===== Document section =====

I'm currently learning Go. To enhance my understanding of Go goroutine, I write a parallelized version of classic merge sort where I try to split the workload into parallel goroutines.
Implementation
package sorting
import (
"cmp"
)
const degradeThreshold int = 8
func ParallelMergesort[T cmp.Ordered](input []T) {
if len(input) < 2 {
return
}
// temporary array for saving intermediate merged results
tmp := make([]T, len(input))
parallelMergesort(input, tmp, 0, len(input))
}
func parallelMergesort[T cmp.Ordered](input, tmp []T, start, end int) {
// degrade to insertion sort if the number of elements to sort is low
if end-start <= degradeThreshold {
insertionSort(input, start, end)
return
}
splitPoint := start + (end-start)/2
ch := make(chan struct{}, 2)
var sortInHalf = func(s, e int) {
parallelMergesort(input, tmp, s, e)
// signal the completion of sorting current half
ch <- struct{}{}
}
// sort the left half [start, splitPoint)

=====

Challenges =
(a) From the Go merge sort post, write out the passage that begins at the words "I'm currently learning" and stops after the words "tmp := make([]T, len(input))".
(b) In the Go merge sort post, what sorting method does the code switch to when only a few elements are left to sort?
(c) List every parameter name in the function line that starts with "func parallelMergesort" in the Go merge sort post.

===== Recorded information =====

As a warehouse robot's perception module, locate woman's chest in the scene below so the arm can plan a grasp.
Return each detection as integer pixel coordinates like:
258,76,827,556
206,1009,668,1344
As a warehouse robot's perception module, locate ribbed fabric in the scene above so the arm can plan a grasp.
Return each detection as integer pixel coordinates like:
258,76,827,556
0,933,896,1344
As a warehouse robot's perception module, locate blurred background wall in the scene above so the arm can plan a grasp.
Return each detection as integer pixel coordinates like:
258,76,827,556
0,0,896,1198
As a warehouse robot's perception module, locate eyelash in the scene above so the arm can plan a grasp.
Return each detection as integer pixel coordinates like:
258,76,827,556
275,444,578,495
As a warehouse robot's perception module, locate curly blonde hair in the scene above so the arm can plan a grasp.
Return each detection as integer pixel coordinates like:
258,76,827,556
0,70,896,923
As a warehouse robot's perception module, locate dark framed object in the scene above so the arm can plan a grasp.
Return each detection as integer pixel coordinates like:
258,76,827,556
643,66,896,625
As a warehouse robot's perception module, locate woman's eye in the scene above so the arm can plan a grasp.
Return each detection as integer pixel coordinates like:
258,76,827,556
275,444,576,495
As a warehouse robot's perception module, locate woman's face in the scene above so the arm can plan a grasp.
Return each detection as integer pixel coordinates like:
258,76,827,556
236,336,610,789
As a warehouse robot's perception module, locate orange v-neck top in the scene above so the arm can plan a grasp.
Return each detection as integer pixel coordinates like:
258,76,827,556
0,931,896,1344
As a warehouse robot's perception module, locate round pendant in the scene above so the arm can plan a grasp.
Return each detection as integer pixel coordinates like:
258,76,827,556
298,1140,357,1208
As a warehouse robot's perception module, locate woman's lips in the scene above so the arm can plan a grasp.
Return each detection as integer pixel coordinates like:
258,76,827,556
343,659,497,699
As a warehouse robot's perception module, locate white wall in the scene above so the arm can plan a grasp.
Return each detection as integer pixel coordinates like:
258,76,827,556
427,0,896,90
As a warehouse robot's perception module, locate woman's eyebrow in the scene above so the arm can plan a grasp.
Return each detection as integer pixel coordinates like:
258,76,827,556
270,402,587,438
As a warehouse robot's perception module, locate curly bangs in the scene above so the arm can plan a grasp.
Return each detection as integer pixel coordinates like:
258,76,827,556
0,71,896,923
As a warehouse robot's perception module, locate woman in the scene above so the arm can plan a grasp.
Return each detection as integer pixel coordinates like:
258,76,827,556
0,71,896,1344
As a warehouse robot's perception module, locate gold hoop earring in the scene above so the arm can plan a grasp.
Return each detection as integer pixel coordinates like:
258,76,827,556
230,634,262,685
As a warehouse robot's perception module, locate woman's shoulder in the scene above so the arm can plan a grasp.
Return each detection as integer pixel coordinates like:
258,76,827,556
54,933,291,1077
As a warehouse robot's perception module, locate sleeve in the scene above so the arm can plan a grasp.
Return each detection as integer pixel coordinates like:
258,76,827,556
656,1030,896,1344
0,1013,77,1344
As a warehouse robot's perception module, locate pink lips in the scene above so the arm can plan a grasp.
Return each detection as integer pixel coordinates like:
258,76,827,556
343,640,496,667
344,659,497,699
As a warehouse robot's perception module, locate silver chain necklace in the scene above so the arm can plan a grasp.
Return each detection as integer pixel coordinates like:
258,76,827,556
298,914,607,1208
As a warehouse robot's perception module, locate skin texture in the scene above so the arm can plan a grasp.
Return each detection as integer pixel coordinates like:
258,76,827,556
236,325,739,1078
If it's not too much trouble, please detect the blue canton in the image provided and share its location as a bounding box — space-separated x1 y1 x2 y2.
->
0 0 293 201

=====

Results for each task =
(a)
I'm currently learning Go. To enhance my understanding of Go goroutine, I write a parallelized version of classic merge sort where I try to split the workload into parallel goroutines.
Implementation
package sorting
import (
"cmp"
)
const degradeThreshold int = 8
func ParallelMergesort[T cmp.Ordered](input []T) {
if len(input) < 2 {
return
}
// temporary array for saving intermediate merged results
tmp := make([]T, len(input))

(b) Insertion sort

(c) input, tmp, start, end